*** TESTO FORNITO ***

Doc. IV, n. 26-A-bis





Onorevoli Colleghi! - A nome dei deputati risultati in minoranza nella seduta della Giunta del 10 gennaio 2012, riferisco sulla domanda di custodia cautelare in carcere nei confronti del deputato Nicola Cosentino (v. l'ordinanza pubblicata negli atti parlamentari al Doc. IV, n. 26).
L'inchiesta nella quale è indagato il deputato Nicola Cosentino è l'ulteriore sviluppo della lunga (ormai ben più che decennale) attività investigativa che riguarda i clan camorristici di Casal di Principe in provincia di Caserta. Essa ha come premesse storiche e giudiziarie, peraltro ripetutamente citate anche nell'ordinanza custodiale per la parte concernente proprio l'onorevole Cosentino, precedenti indagini ed anche pronunzie giurisdizionali di condanna di numerosi soggetti che hanno capeggiato o diretto le organizzazioni camorristiche della zona o anche solo partecipato in varie modalità alle loro illecite attività. In particolare, il contesto di riferimento è la lotta tra il clan dei Bidognetti (ora in marcato declino) e quello degli Schiavone (il ramo vincente, diretto da Nicola, figlio di Francesco, detto Sandokan, anche se colpito numerose volte da efficaci iniziative di contrasto da parte della polizia giudiziaria e della magistratura). Peraltro, anche l'ulteriore ramo dei «casalesi», quello di Zagaria, ha subito uno scacco molto significativo, da ultimo, con l'arresto, proprio il 7 dicembre scorso, del medesimo Michele Zagaria.
L'attività dei clan casalesi si articola su un'ampia gamma di settori: dalla gestione del ciclo dei rifiuti alle estorsioni, all'edilizia, al riciclaggio ed al condizionamento delle amministrazioni locali.

*** MATERIALE ELENCATO ***

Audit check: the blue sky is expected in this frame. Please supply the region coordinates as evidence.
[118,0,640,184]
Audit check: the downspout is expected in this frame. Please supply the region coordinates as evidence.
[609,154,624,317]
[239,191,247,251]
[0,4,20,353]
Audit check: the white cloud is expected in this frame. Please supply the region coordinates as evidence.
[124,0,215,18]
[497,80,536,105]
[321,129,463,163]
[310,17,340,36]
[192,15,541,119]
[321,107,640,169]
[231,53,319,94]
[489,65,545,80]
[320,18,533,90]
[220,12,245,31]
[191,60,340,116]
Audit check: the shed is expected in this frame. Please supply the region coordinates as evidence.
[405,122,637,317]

***
*** MATERIALE ELENCATO ***

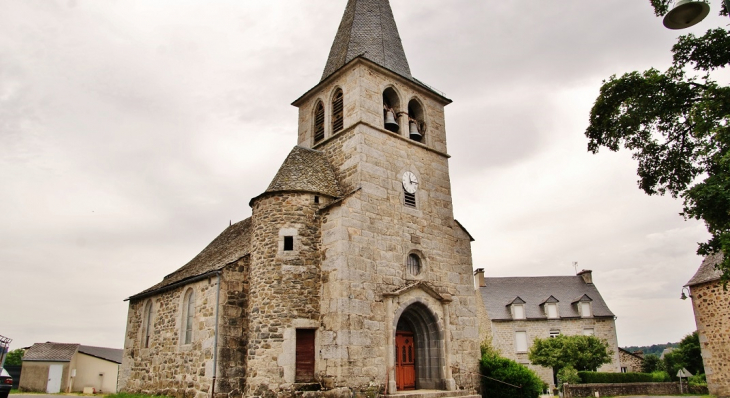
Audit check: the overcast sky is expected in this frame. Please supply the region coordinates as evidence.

***

--- CONSEGNA A ---
Riassumi in due frasi il testo fornito sulla richiesta di custodia cautelare per il deputato Nicola Cosentino.
--- CONSEGNA B ---
Traduci in inglese questa frase del testo fornito: "L'attività dei clan casalesi si articola su un'ampia gamma di settori: dalla gestione del ciclo dei rifiuti alle estorsioni, all'edilizia, al riciclaggio ed al condizionamento delle amministrazioni locali."

--- RISPOSTA CORRETTA A ---
Il testo riferisce, a nome dei deputati risultati in minoranza nella seduta della Giunta del 10 gennaio 2012, sulla domanda di custodia cautelare in carcere nei confronti del deputato Nicola Cosentino, indagato in un'inchiesta che sviluppa la lunga attività investigativa sui clan camorristici di Casal di Principe. Il contesto è la lotta tra il clan dei Bidognetti e quello degli Schiavone, mentre il ramo di Zagaria ha subito uno scacco con l'arresto di Michele Zagaria; l'attività dei clan casalesi spazia dalla gestione dei rifiuti alle estorsioni, all'edilizia, al riciclaggio e al condizionamento delle amministrazioni locali.

--- RISPOSTA CORRETTA B ---
The activity of the Casalesi clans spans a wide range of sectors: from the management of the waste cycle to extortion, construction, money laundering and the conditioning of local administrations.